JOBS -
1. Using the article on the .htaccess cache, answer yes or no to whether each statement below agrees with it, and quote the words from the article that settle each one. (a) The author found that the RSS request pages also need to be cached. (b) Webfusion decodes sub-domains directly. (c) The blog sub-domain is mapped onto a blog pseudo subdirectory.
2. Write the next part of the article on the .htaccess cache, beginning right after its final sentence.
--- Begin PAGE TEXT ---
I also checked my access logs to look at page request statistics and realised that I also need to cache the RSS request pages.

The changes to the HTACCESS file

Here is the piece of rewrite magic which implements the cache:

RewriteCond %{HTTP_COOKIE}           !blog_user
RewriteCond %{REQUEST_METHOD}        =GET                      [NC]
RewriteCond %{REQUEST_URI}           /(article-\d+|index.html|index|sitemap.xml|search-\w+|rss-[0-9a-z]*)$
RewriteCond %{REQUEST_URI}           /(article-\d+|index|sitemap|search-\w+|rss-[0-9a-z]*)
RewriteCond %{DOCUMENT_ROOT}/b/html_cache/%1.html -f
RewriteRule ^blog/([^.]*).*$        /b/html_cache/$1.html     [L]

If you have read my earlier .htaccess article, then you will recall that Webfusion does not decode sub-domains directly, so you need to use a rewrite rule to do this.  In my case my blog sub-domain gets mapped onto a blog pseudo subdirectory.  This rule applies to any request to this pseudo subdirectory (the RewriteRule directive), and subject to the conditions, it does an internal map to the corresponding cached HTML file:

Hence if you are a guest reading this article, then you will probably be viewing the cached version pulled from an internal redirect to /websites/LinuxPackage02/el/li/so/ellisons.org.uk/public_html/b/html_cache/article-45.html.
--- End PAGE TEXT ---
--- Begin EXCERPTED RECORDS ---
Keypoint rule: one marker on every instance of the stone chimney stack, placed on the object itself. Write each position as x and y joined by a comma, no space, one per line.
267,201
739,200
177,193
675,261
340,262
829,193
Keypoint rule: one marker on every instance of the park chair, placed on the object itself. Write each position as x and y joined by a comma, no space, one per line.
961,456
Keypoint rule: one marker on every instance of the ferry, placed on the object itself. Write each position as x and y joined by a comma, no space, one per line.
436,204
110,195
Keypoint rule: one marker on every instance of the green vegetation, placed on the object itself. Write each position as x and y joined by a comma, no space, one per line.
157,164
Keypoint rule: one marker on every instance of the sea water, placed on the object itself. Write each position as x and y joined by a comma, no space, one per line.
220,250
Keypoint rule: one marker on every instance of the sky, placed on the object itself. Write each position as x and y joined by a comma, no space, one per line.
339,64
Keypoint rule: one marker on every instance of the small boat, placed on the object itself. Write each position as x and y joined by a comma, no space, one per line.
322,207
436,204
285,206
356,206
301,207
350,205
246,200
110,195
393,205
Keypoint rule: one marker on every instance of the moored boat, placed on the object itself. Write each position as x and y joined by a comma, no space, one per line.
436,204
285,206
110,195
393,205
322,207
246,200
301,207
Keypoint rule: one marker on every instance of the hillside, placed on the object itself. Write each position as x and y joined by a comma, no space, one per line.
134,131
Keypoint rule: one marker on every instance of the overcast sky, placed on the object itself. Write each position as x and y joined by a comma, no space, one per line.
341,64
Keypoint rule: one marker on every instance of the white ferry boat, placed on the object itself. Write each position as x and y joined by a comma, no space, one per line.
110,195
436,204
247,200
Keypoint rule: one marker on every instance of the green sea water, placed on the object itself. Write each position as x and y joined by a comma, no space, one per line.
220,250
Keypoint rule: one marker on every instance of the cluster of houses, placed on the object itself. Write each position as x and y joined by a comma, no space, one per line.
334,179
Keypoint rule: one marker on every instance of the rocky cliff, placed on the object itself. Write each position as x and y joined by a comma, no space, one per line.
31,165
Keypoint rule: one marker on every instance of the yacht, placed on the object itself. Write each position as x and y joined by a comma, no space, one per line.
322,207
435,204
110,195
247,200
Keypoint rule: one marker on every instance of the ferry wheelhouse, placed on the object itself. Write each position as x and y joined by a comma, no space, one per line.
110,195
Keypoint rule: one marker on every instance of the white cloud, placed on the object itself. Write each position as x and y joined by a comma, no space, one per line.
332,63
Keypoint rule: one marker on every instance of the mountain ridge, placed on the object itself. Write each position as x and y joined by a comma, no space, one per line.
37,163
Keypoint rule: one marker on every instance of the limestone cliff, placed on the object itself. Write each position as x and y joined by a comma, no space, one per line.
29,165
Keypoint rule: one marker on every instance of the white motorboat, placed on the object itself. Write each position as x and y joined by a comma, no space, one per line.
--- End EXCERPTED RECORDS ---
EXERCISE RESPONSES -
1.
(a) Yes: "realised that I also need to cache the RSS request pages."
(b) No: "Webfusion does not decode sub-domains directly"
(c) Yes: "my blog sub-domain gets mapped onto a blog pseudo subdirectory"

2.
Yes, this is a somewhat complex rewrite rule, and yes, this involves an Apache overhead, but this is tiny compared that of loading the PHP compiler/interpreter under suPHP and running the script.

Cache coherency

As I discuss above, the HTML cache can contain articles, the top level index, the sitemap XML and keyword searches.  Updates to any of these can make cache content stale, and therefore update functions may need to trigger the deletion of cache files.  I adopt a lazy approach to refilling the cache: that is updates do not trigger the corresponding recreation of previously cached pages; this is left to the next request which will trigger the PHP script and this will recreate the file.

To keep the coherency logic simple, I have not adopted an absolutely minimal approach to cache entry deletion.  For example, the index page includes a “taster” extract of the most recent N articles.  Hence updating an article this could potentially make the cached index page stale.  I could put in a check to ensure that the updated article is one of the most recent N, or even a check to see if the extract that appears on the index page has actually changed.  Nope, this just isn’t worth the complication.  If I change any article, then I delete the index.  At worst this generates one extra script invocation to recreate it per article following an article change/creation.  This isn’t a material cost given that I typically will only make at most one such change per day.  Hence I have implemented the following cache purge rules:

Note that article creation does not immediately impact the cache as article creation is an admin function and they are initially hidden from general users.  Unhiding an article is an attribute change which purges the entire cache.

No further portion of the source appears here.